Start of Provided records
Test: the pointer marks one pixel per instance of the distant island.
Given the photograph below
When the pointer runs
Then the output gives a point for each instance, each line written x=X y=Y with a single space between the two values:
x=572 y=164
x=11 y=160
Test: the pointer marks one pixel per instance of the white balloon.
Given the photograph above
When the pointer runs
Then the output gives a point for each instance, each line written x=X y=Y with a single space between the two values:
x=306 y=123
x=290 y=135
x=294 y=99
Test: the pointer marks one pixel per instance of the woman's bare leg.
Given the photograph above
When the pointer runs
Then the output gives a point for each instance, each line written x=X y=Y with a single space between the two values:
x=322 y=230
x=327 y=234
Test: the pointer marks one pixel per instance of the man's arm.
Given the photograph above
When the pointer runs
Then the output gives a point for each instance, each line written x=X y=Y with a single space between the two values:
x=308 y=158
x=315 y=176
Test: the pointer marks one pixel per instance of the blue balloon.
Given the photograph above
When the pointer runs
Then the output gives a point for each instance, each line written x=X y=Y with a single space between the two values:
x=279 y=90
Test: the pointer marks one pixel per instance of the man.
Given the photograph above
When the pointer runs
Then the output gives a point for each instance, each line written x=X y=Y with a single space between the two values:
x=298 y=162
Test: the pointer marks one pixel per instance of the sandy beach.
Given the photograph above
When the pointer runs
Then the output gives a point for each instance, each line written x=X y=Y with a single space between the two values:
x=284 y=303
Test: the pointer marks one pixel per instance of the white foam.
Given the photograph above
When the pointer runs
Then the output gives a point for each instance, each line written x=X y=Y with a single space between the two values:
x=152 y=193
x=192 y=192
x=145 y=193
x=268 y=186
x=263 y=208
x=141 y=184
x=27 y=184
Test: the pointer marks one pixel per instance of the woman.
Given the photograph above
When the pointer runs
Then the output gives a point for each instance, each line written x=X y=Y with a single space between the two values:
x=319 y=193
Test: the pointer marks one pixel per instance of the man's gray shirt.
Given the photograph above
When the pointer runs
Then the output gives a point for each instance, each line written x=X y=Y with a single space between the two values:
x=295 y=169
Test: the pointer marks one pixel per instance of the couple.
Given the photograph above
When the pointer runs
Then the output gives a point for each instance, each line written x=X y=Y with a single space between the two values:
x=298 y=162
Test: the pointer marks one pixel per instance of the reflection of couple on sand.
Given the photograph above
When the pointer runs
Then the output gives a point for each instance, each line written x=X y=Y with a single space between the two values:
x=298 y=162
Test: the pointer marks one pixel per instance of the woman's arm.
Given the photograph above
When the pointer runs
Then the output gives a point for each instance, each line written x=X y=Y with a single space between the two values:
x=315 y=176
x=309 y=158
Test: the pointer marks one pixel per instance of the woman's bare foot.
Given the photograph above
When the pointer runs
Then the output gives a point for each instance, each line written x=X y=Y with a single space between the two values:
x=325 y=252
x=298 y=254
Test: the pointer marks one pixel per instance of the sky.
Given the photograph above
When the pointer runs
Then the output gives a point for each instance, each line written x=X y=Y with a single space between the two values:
End of Provided records
Your assignment: State how many lines of the records above contain "woman", with no words besides the number.

Exercise response: 4